Work required ::
Return, without alteration, the part of the records below that opens with the line containing "like x=99 y=170." and closes with the line containing "x=136 y=320", including both of those lines and nothing else.

[Start The data]

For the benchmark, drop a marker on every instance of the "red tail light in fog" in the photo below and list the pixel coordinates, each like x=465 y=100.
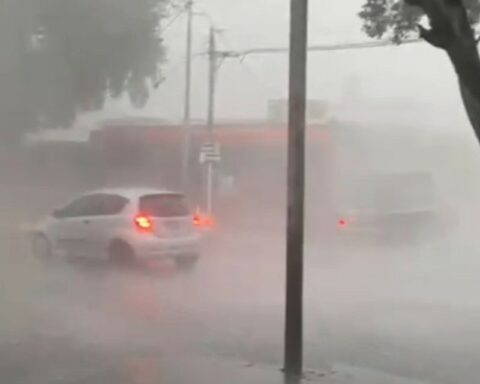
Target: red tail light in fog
x=144 y=223
x=203 y=221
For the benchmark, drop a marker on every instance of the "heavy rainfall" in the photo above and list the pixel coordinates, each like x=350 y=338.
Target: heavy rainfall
x=104 y=96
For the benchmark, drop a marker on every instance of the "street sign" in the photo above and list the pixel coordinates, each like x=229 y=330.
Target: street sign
x=210 y=153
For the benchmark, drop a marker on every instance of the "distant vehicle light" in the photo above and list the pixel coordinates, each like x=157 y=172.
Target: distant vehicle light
x=343 y=223
x=203 y=221
x=144 y=223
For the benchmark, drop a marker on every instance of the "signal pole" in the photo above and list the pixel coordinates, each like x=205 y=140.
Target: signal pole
x=293 y=358
x=212 y=69
x=188 y=88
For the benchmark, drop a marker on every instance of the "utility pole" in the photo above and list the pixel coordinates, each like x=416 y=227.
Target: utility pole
x=188 y=88
x=293 y=358
x=212 y=69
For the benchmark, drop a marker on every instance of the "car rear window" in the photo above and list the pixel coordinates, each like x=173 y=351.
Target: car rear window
x=164 y=205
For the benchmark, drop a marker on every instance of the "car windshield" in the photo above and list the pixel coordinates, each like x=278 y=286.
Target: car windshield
x=164 y=205
x=239 y=191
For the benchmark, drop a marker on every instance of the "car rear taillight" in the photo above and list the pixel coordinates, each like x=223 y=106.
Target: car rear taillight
x=144 y=223
x=203 y=221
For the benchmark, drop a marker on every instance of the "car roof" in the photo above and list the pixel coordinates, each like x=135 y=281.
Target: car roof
x=133 y=192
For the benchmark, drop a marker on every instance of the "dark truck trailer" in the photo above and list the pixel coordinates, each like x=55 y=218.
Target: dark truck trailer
x=387 y=207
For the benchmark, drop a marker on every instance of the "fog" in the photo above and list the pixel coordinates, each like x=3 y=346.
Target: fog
x=404 y=305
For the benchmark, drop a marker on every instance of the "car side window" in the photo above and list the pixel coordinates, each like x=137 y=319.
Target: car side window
x=94 y=205
x=76 y=208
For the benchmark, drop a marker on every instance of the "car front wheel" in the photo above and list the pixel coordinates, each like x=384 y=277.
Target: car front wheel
x=186 y=262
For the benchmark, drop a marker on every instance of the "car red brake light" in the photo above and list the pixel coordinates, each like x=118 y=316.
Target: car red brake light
x=144 y=223
x=342 y=223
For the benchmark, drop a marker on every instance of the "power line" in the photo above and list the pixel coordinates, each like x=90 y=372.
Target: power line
x=172 y=21
x=317 y=48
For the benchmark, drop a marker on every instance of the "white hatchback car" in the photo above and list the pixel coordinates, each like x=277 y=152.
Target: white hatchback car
x=121 y=225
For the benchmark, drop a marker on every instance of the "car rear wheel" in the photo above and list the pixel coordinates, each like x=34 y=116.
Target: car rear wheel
x=186 y=263
x=121 y=253
x=41 y=248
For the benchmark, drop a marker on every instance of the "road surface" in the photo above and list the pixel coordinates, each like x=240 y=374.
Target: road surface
x=412 y=311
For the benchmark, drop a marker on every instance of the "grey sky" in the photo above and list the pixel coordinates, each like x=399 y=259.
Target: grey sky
x=417 y=74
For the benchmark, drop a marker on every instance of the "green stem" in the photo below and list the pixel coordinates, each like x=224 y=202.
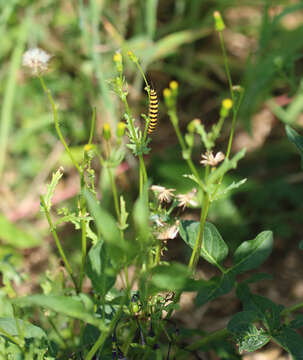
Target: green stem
x=227 y=70
x=56 y=121
x=105 y=333
x=12 y=339
x=199 y=241
x=58 y=243
x=174 y=121
x=92 y=127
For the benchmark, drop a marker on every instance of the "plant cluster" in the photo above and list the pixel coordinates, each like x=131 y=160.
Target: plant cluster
x=136 y=321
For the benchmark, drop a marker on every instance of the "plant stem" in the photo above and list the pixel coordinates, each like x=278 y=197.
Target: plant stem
x=56 y=121
x=199 y=241
x=58 y=243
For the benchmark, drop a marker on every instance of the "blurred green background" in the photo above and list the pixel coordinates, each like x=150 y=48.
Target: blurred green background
x=175 y=40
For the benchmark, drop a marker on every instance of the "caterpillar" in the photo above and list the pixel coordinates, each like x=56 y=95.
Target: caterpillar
x=153 y=111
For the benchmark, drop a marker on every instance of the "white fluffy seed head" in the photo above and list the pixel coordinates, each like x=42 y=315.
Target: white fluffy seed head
x=37 y=60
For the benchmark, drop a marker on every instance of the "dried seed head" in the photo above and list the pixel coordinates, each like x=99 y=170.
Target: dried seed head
x=37 y=60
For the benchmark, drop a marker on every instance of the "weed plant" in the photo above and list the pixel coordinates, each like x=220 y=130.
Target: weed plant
x=136 y=320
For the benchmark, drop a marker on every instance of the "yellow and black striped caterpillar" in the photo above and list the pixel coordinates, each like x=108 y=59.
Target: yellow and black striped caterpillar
x=153 y=111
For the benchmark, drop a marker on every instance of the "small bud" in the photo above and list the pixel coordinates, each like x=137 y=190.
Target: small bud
x=167 y=93
x=191 y=127
x=174 y=85
x=132 y=56
x=120 y=129
x=107 y=131
x=88 y=147
x=225 y=107
x=219 y=23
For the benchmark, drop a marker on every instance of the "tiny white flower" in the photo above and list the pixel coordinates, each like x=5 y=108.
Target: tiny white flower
x=163 y=194
x=187 y=199
x=37 y=60
x=209 y=159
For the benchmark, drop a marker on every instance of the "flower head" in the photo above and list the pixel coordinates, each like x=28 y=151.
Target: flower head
x=168 y=232
x=209 y=159
x=37 y=60
x=163 y=194
x=188 y=199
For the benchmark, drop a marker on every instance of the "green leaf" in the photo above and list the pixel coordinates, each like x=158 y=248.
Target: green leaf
x=15 y=236
x=227 y=165
x=170 y=277
x=266 y=310
x=78 y=307
x=291 y=342
x=252 y=253
x=28 y=330
x=108 y=228
x=99 y=269
x=296 y=139
x=214 y=249
x=297 y=322
x=245 y=333
x=213 y=288
x=51 y=188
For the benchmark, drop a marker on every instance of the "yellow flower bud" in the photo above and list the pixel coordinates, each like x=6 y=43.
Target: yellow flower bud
x=227 y=104
x=121 y=129
x=173 y=85
x=167 y=93
x=107 y=131
x=219 y=23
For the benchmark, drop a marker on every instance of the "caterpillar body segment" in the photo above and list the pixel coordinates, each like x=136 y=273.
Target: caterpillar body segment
x=153 y=111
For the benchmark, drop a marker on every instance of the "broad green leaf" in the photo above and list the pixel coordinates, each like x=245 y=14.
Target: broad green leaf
x=76 y=307
x=99 y=269
x=245 y=333
x=214 y=249
x=252 y=253
x=12 y=235
x=28 y=330
x=296 y=139
x=291 y=341
x=170 y=277
x=213 y=288
x=265 y=309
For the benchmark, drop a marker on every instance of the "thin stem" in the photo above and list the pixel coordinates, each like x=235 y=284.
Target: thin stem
x=12 y=339
x=92 y=127
x=199 y=241
x=227 y=70
x=56 y=121
x=58 y=243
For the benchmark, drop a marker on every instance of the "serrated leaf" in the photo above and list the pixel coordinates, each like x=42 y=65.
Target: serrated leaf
x=99 y=269
x=252 y=253
x=75 y=307
x=214 y=249
x=291 y=341
x=296 y=139
x=28 y=330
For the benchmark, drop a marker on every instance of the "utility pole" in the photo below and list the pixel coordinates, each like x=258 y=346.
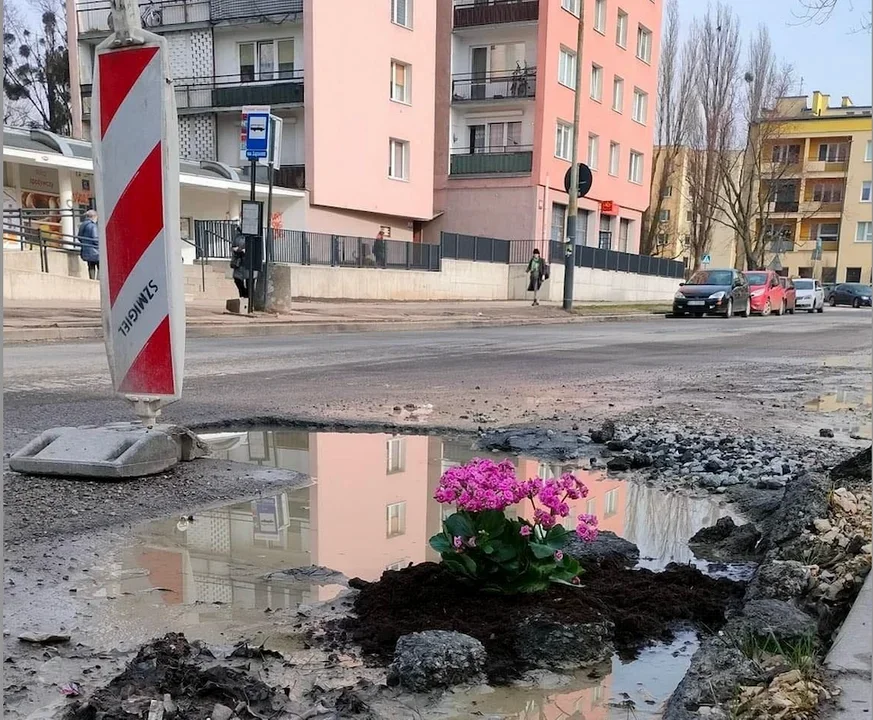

[End The data]

Response below ::
For the benchmark, drop a marker on every instance of the "dried seed head" in the photo above and list the pixel coordinates, each like x=99 y=170.
Target: dried seed head
x=37 y=60
For the benchmark, drop a marker on every instance of the "weed plant" in the photo above and list the pixel coordinates, each like x=220 y=130.
Target: weed plant
x=136 y=320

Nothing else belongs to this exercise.